Ricopia tutte le righe qui sotto, dalla prima all'ultima, senza cambiare nulla. Lascia fuori le immagini.

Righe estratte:
——

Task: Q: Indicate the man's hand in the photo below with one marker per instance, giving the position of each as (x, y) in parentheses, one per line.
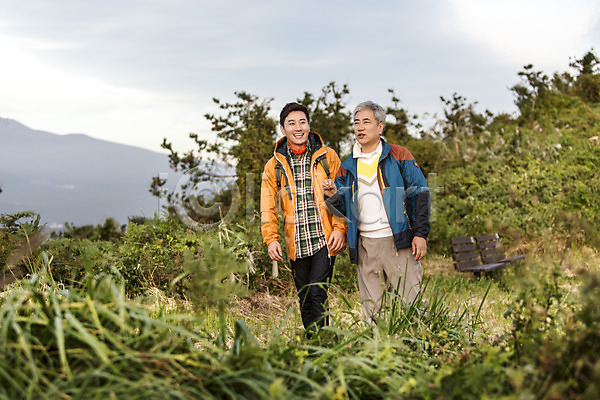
(337, 241)
(329, 188)
(419, 248)
(275, 252)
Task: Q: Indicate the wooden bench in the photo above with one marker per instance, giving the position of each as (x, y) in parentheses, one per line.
(491, 250)
(466, 257)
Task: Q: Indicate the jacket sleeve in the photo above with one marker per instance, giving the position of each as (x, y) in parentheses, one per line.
(418, 196)
(338, 218)
(337, 203)
(268, 204)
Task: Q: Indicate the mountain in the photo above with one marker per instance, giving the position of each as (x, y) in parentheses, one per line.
(75, 178)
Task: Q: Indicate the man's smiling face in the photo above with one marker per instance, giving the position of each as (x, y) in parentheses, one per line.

——

— ESERCIZIO SVOLTO —
Task: Q: Indicate the man's hand in the photo below with one marker per instance, giving the position of each as (x, y) in parentheses, one per line.
(337, 241)
(329, 188)
(419, 248)
(275, 252)
Task: Q: Indicate the wooden bench in the photo above with one marker per instance, giving the position of each as (x, y) in parentheses, one per line.
(491, 250)
(466, 257)
Task: Q: Indicate the jacket sleeve in the photo above with one marker per instance, giving the position of each as (x, y) in parentheses, one per line.
(418, 196)
(338, 218)
(337, 203)
(268, 204)
Task: Q: Indicate the mountain in the photo above with one marker per instance, giving the position of each as (x, y) in parentheses, one per line.
(75, 178)
Task: Q: Indicate the man's smiling face in the photo above with one marker per instance, giving the position of each as (x, y) in parentheses, one per line.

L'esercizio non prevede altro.